- Written problem 1 -
Could you retype every line of the records that follow the text on peer-to-peer schema mapping, copying them character for character but leaving the pictures out?

- Text -
We discussed the importance of and the techniques for, designing database integration systems in Chapter 4. Similar issues arise in data sharing P2P systems.
Due to specific characteristics of P2P systems, e.g., the dynamic and autonomous nature of peers, the approaches that rely on centralized global schemas no longer apply. The main problem is to support decentralized schema mapping so that a query expressed on one peer’s schema can be reformulated to a query on another peer’s schema. The approaches which are used by P2P systems for defining and creating the mappings between peers’ schemas can be classified as follows:
1- Pairwise schema mapping,
2-mapping based on machine learning techniques,
3- common agreement mapping,
-------------------------------------------------
4-schema mapping using information retrieval (IR) techniques.
1-Pairwise Schema Mapping:
In this approach, each user defines the mapping between the local schema and the schema of any other peer that contains data that are of interest. Relying on the transitivity of the defined mappings, the system tries to extract mappings between schemas that have no defined mapping.

- Dataset excerpts -
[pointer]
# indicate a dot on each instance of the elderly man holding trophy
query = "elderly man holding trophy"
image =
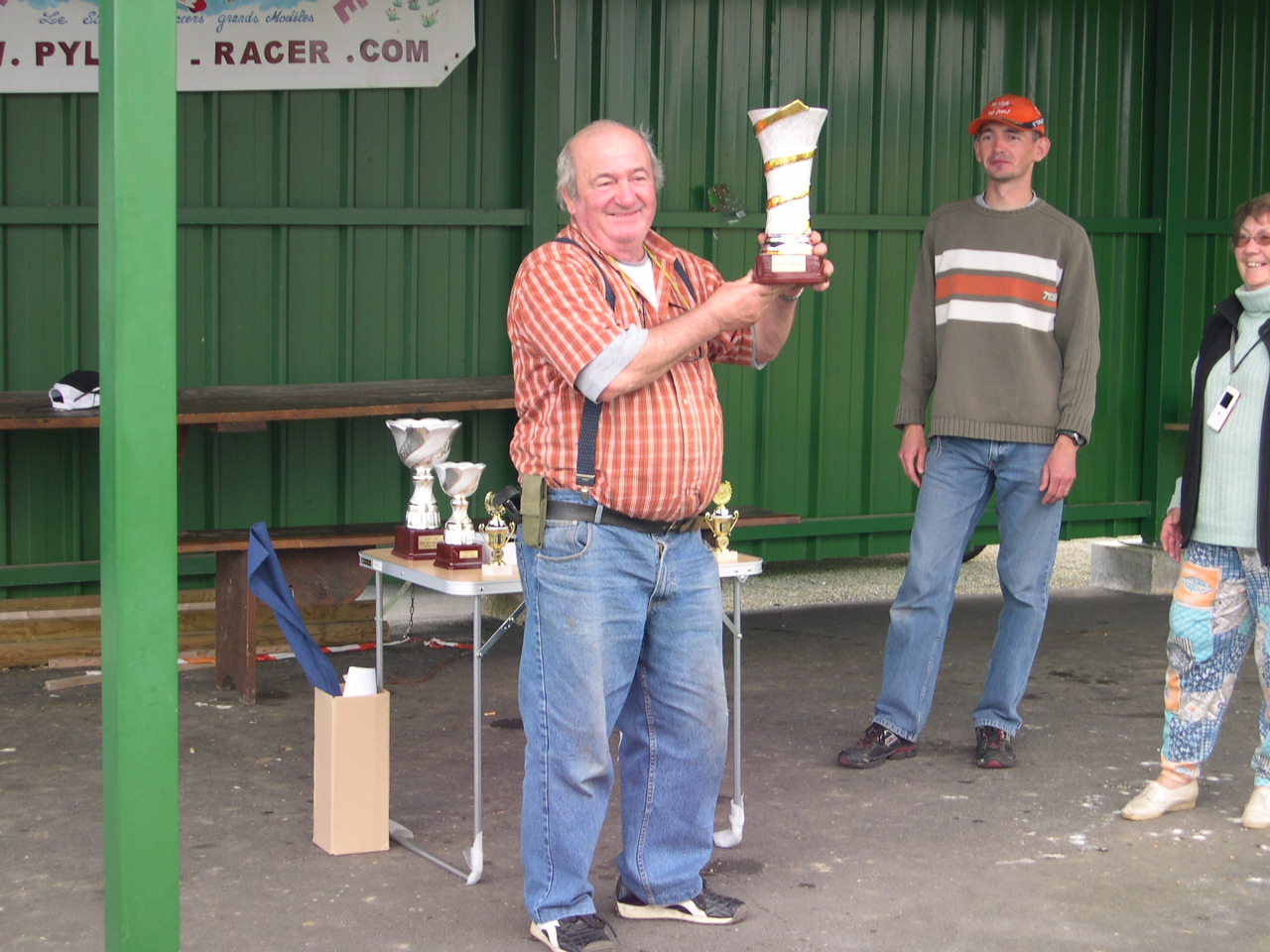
(619, 449)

- Written problem 2 -
Can you pick up the text on peer-to-peer schema mapping from its final sentence and keep it going?

- Expected output 1 -
[pointer]
# indicate a dot on each instance of the elderly man holding trophy
query = "elderly man holding trophy"
image =
(619, 449)

- Expected output 2 -
Piazza follows this approach :
An Example of Pairwise Schema Mapping in Piazza
The data are shared as XML documents, and each peer has a schema that defines the terminology and the structural constraints of the peer. When a new peer (with a new schema) joins the system for the first time, it maps its schema to the schema of some other peers in the system. Each mapping definition begins with an XML template that matches some path or subtree of an instance of the target schema. Elements in the template may be annotated with query expressions that bind variables to XML nodes in the source.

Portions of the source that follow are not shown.